Continue the piece about Gwyneth Paltrow and The Goop Lab from the point where it stops.
═══ Excerpt ═══
Paltrow’s latest venture is a documentary series on Netflix called The Goop Lab, which has divided my girlfriends squarely down the middle. On one side are those who find themselves flinging the remote control at the television when the ad starts to autoplay; on the other, are those who keep the rest of us regaled at parties with blow-by-blow recaps. Spoiler alert: it features a lot of vaginas, at least one in a live-action orgasm scene.

I suspect her main transgression is that she refuses to conform to the Hollywood prototype of beautiful, silent woman, a prototype that does women no favours

A clue as to the real reason I suspect she’s so enraging comes in the opening moments. “When I started Goop in 2008,” she drawls, “I was like, my calling is something else besides making out with Matt Damon on screen.”

Is this actually what winds people up – the idea that she had notions of being more than merely a beautiful face on a screen?

Unashamedly smart

Because otherwise, the evidence stacked against her is . . . what? She’s ambitious and she’s not afraid to show it. She is unashamedly smart, even if she sometimes sounds like the human embodiment of a LinkedIn blog post. She is not coy about her beauty. She’s not squeamish about women’s bodies. She’s successful, happy, apparently perfectly nice, if not above peddling a bit of snake oil here and there. At the time of writing, Goop’s product range includes psychic vampire repellent, 24-carat gold vibrators you wear around your neck, and quartz crystal water bottles. But I don’t think her customers are nearly so gormless as the relentlessly furious headlines suggest. If they come for the outrage, they often stay for the cashmere sweaters or the topaz earrings.

Anyway, is it really so much more toxic than other “female-oriented” media, whose entire modus operandi seems to be to pit women against each other? (Kate vs Meghan! Jen vs Angelina! Working mums vs Stay at Home mums!)

Gwyneth Paltrow at a special screening of The Goop Lab in Los Angeles, California, on January 21st, 2020. Photograph: Rachel Murray/Getty Images
Gwyneth Paltrow at a special screening of The Goop Lab in Los Angeles, California, on January 21st, 2020. Photograph: Rachel Murray/Getty Images

The animosity towards Paltrow peaked when her marriage ended in 2014, and she and Coldplay singer Chris Martin announced they were “consciously uncoupling”. The term for what other people generally called “separating” immediately became the most derided in the English language, a position it held onto until it was eventually overtaken by “pussy grabbing”. “It was brutal. I already felt like I had no skin on,” Paltrow said later of the episode. She didn’t say, though I’m sure she noticed, that no one gave Martin any grief over their joint statement.
═══ Supplied entries ═══
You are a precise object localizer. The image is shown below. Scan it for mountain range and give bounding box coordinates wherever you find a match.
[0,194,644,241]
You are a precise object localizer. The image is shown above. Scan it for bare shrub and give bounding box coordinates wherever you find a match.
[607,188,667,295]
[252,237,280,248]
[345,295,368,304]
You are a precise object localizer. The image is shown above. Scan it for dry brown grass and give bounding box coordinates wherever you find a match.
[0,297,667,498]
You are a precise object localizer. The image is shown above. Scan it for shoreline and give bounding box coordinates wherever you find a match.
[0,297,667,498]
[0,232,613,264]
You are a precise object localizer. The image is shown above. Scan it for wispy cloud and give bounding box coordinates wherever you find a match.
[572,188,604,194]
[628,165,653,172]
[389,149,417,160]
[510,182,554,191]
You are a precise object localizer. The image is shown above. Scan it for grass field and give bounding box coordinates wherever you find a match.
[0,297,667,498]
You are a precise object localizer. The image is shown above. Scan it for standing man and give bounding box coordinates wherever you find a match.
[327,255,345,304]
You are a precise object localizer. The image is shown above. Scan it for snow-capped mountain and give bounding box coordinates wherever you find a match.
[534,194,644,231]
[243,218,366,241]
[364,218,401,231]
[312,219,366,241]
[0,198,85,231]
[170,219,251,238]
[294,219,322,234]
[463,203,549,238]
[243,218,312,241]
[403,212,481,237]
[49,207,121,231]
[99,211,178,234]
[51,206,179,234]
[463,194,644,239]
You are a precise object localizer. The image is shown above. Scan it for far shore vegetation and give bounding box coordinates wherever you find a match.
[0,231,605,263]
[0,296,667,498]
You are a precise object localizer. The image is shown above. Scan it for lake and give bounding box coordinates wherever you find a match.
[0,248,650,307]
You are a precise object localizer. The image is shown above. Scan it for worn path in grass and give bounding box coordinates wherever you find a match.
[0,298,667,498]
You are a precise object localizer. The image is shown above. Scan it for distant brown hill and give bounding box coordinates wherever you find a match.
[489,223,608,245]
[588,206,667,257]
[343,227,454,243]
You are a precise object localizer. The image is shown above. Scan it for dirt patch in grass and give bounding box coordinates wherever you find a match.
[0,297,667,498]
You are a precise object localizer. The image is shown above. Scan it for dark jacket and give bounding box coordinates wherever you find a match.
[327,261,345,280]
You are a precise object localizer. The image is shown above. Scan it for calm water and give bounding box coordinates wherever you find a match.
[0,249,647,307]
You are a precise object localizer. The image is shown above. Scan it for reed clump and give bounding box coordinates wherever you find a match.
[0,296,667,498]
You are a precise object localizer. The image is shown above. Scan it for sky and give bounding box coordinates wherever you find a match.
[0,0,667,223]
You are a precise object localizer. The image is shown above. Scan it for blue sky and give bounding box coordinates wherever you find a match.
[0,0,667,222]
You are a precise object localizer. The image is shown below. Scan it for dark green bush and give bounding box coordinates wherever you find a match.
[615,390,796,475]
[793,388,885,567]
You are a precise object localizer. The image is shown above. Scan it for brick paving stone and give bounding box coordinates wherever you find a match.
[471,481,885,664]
═══
* [Expected answer]:
Who’s laughing now?

But who’s laughing now? The couple still holiday together, and when interviewers turn up at Paltrow’s home, he’s often there, pottering around in his socks and strumming a guitar.

I suspect her main transgression is that she refuses to conform to the Hollywood prototype of beautiful, silent woman, a prototype that does women no favours. It was created by men like Harvey Weinstein for men like Harvey Weinstein, for the sole purpose of allowing men like Harvey Weinstein to do what men like Harvey Weinstein do.

There is a photo that resurfaced during the first flush of Weinstein allegations, showing him and Paltrow at some event. It is a chilling portrait of toxic power. He’s looking at something off camera, and his arm is around her, a meaty paw clamped to her bare arm. She’s looking right at the camera. It is a look that many women will recognise, a direct challenge and an expression of wordless fury. Nothing is worth this, it says. Paltrow didn’t just think it. She got out. She made her own way. And when the time came, she exacted her revenge. She went on to become one of the first sources for New York Times reporters Jodi Kantor and Megan Twohey against Weinstein.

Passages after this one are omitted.